* What the task requires:
Repeat exactly the lines that run from the one containing "Each instance of the sidewalk" to the end of the data, and leave out all others.

* Data in this exercise:
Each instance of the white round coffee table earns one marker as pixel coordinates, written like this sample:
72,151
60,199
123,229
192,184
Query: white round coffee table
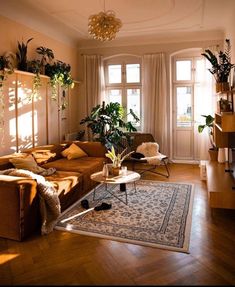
129,177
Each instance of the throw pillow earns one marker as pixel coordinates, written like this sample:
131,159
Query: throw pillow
27,163
43,156
137,155
73,152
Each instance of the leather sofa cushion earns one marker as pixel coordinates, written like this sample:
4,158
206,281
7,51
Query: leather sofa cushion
68,186
73,151
93,149
84,165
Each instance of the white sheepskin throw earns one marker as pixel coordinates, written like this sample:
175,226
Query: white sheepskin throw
151,152
49,200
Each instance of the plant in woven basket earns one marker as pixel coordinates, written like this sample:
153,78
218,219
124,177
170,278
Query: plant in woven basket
108,126
117,158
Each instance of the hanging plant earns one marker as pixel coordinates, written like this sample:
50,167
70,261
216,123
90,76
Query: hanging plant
46,57
59,73
21,55
6,68
34,67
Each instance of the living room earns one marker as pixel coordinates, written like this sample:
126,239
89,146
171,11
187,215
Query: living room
170,33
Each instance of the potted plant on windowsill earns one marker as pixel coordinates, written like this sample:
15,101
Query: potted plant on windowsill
213,151
221,66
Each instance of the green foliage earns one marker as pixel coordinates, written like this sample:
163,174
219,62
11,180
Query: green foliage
209,120
107,124
21,55
46,54
6,66
221,65
59,73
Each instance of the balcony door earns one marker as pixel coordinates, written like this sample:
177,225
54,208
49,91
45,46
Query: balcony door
187,91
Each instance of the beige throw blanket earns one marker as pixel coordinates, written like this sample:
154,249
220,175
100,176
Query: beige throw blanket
49,200
151,152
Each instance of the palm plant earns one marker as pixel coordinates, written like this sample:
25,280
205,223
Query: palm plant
221,65
209,126
107,124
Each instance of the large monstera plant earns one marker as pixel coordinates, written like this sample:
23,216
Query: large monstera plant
108,126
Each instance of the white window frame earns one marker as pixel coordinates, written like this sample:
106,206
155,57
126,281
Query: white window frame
123,60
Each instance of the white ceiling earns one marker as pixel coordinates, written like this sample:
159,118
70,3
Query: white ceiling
67,20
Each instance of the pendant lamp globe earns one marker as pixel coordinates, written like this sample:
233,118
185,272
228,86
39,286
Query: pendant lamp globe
104,26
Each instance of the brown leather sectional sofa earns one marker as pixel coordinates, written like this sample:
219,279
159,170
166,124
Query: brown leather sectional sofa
19,199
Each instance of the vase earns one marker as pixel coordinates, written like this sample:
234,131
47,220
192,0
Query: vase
222,87
213,154
115,170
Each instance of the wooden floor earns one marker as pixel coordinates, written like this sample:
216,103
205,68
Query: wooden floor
63,258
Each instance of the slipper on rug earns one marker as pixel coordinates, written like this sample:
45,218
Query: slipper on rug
103,206
85,203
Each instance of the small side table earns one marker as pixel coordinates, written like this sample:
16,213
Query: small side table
129,177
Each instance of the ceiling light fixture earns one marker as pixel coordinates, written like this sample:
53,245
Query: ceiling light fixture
104,26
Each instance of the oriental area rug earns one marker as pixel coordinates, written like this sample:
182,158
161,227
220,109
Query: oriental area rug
158,214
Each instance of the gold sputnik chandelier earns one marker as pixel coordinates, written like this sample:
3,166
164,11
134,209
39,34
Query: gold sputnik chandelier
104,26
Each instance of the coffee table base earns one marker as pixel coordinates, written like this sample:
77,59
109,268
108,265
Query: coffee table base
122,188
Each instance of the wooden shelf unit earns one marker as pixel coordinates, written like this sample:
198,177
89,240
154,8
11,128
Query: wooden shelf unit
220,186
224,130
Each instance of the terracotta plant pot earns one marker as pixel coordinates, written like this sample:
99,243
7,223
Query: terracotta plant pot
222,87
115,171
213,154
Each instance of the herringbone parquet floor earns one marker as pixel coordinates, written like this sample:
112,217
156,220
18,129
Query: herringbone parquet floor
63,258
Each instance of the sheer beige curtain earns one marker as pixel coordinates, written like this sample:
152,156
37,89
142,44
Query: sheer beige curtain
155,98
93,81
94,85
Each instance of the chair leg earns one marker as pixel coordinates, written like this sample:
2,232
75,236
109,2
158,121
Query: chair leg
151,169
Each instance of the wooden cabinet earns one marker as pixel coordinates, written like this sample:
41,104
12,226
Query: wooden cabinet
220,176
224,130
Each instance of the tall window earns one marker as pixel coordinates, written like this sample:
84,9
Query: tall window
123,84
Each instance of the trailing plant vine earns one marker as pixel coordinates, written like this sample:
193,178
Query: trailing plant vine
6,68
59,73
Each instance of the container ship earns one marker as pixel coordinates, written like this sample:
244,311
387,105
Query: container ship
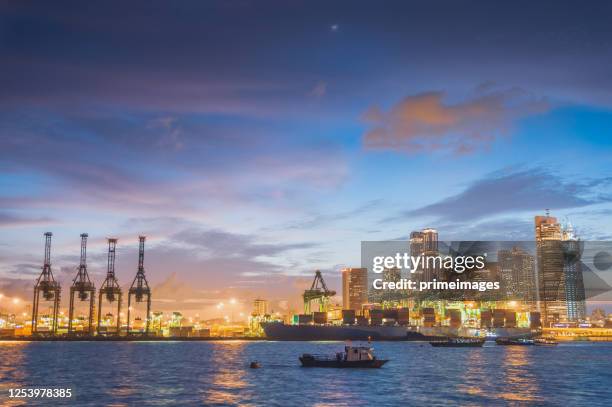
278,331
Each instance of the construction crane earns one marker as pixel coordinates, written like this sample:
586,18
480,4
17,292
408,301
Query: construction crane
140,287
317,297
84,287
48,287
110,288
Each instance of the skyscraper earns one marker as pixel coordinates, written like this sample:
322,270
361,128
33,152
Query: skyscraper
517,269
354,288
551,280
574,283
430,249
560,283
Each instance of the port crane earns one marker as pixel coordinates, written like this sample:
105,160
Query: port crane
110,289
48,287
85,289
140,288
317,297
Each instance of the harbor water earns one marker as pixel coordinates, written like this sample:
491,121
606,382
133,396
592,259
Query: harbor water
218,373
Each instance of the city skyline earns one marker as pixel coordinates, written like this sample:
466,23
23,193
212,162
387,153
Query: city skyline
251,164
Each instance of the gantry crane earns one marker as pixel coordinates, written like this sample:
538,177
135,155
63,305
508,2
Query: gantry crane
318,295
140,288
110,288
49,288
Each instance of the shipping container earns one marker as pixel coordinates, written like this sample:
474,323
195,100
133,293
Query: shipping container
348,316
320,317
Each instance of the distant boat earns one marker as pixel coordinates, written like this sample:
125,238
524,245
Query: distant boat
458,343
353,356
283,332
545,342
515,341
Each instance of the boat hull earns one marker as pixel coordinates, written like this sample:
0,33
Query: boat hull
283,332
475,344
343,364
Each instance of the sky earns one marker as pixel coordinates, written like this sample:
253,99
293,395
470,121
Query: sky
255,142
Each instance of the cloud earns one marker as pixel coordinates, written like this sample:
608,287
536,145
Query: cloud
222,244
322,219
8,219
425,123
319,90
507,191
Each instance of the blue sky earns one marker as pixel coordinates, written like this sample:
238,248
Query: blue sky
254,143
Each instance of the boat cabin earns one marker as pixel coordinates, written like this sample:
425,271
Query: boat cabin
355,353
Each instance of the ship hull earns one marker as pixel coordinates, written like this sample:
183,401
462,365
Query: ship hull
361,364
282,332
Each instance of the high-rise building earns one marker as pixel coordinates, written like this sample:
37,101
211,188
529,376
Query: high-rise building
354,288
559,274
574,283
430,249
517,269
260,307
551,280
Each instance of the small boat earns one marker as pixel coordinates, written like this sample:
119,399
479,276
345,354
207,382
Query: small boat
545,342
458,343
515,341
353,356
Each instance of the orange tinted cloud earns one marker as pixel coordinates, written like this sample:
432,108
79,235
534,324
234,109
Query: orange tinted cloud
425,123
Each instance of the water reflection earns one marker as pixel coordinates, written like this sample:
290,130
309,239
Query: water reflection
519,382
11,374
476,381
228,384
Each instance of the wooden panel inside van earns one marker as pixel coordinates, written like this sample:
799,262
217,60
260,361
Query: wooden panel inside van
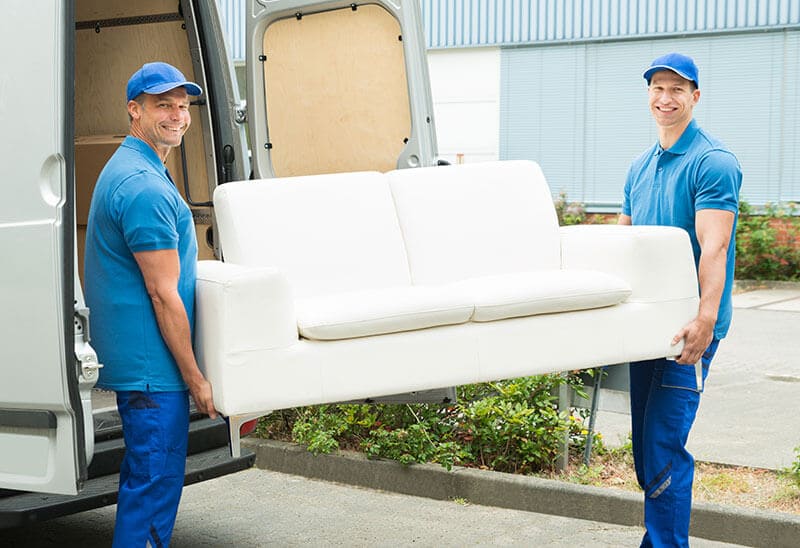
104,61
336,92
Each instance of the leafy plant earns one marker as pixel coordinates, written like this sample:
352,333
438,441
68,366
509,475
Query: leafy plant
768,244
793,472
569,213
511,426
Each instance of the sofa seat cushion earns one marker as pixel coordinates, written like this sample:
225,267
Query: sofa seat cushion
380,311
541,292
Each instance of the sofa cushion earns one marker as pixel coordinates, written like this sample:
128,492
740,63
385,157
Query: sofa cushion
475,220
541,292
326,233
379,311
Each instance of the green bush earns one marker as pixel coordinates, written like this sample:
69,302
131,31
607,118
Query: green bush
569,213
761,252
508,426
793,471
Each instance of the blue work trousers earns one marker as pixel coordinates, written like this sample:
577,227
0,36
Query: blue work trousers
156,430
665,396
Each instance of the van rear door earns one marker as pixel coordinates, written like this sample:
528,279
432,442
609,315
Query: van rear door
336,87
42,445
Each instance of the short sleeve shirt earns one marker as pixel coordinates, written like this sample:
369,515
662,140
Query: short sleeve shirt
668,187
135,207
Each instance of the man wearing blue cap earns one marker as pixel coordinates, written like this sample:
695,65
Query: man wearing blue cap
690,180
141,254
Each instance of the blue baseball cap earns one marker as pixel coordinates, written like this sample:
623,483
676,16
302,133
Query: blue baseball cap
682,65
158,77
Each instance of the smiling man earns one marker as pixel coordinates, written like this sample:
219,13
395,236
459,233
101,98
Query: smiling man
690,180
141,255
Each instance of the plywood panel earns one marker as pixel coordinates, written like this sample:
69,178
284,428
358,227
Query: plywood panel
103,64
91,10
336,92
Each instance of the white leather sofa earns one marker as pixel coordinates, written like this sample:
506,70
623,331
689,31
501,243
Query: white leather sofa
353,285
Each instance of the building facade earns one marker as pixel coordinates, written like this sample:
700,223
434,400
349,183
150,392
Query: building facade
559,82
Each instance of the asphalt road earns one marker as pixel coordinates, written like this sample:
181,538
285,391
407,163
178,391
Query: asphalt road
257,508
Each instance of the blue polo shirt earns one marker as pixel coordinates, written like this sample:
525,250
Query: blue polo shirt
135,207
667,187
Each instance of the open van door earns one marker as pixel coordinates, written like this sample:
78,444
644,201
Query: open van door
337,86
42,437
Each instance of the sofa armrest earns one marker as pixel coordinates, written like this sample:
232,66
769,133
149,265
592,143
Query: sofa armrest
240,309
657,261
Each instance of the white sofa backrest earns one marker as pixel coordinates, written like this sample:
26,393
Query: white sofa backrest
476,220
326,233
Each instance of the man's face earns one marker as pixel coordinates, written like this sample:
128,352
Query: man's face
672,99
161,120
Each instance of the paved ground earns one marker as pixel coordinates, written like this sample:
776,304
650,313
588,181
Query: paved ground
750,412
257,508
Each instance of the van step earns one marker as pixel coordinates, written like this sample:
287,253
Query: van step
26,508
204,434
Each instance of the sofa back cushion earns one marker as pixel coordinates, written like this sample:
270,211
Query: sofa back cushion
476,220
326,233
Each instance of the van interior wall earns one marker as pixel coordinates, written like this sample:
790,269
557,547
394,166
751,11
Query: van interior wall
336,92
105,57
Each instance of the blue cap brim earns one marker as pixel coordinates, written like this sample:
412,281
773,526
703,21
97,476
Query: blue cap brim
191,88
656,68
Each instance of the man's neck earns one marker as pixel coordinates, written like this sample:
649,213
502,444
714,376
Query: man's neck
668,136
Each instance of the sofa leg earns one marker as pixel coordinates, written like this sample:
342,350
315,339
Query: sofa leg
235,423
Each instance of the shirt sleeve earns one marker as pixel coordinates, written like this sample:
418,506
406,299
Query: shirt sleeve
626,198
147,214
719,179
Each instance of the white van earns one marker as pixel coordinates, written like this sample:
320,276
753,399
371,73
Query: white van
65,64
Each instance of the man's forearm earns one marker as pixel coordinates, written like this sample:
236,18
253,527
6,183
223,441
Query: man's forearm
174,326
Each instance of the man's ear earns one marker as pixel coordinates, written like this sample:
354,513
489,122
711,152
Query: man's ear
134,110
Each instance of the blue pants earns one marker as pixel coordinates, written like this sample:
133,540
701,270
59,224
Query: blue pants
156,430
664,400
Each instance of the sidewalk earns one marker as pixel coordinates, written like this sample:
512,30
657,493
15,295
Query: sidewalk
749,413
748,416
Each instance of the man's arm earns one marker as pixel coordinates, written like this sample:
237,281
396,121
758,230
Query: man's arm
161,270
714,228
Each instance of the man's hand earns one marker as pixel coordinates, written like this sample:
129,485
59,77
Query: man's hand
203,397
696,335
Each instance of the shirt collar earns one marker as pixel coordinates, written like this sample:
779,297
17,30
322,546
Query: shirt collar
145,150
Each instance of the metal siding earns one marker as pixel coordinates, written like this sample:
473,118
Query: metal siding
232,13
581,110
466,23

* Complete answer:
Each instance of the sidewalk earns one marker as pixel coordinates, written like this sample:
512,30
657,493
15,295
Query: sidewalk
749,413
748,416
Each instance of the man's arm earns one marker as pixel coordinates, written like this sample:
237,281
396,121
758,230
Query: man's arm
161,270
714,228
Each instance of the man's hand earns one marker as pixel coordinates, written like this sample:
129,485
59,77
Query: man's hand
203,397
696,335
Each instance of the shirt collar earns one marker as pixel coordinates, written like this sample:
779,297
17,30
322,546
Query: shirt collar
145,150
Each instance of the metal siding earns one marker as pixel coordinates, written like this sample:
473,118
Query: metal siding
232,13
581,110
466,23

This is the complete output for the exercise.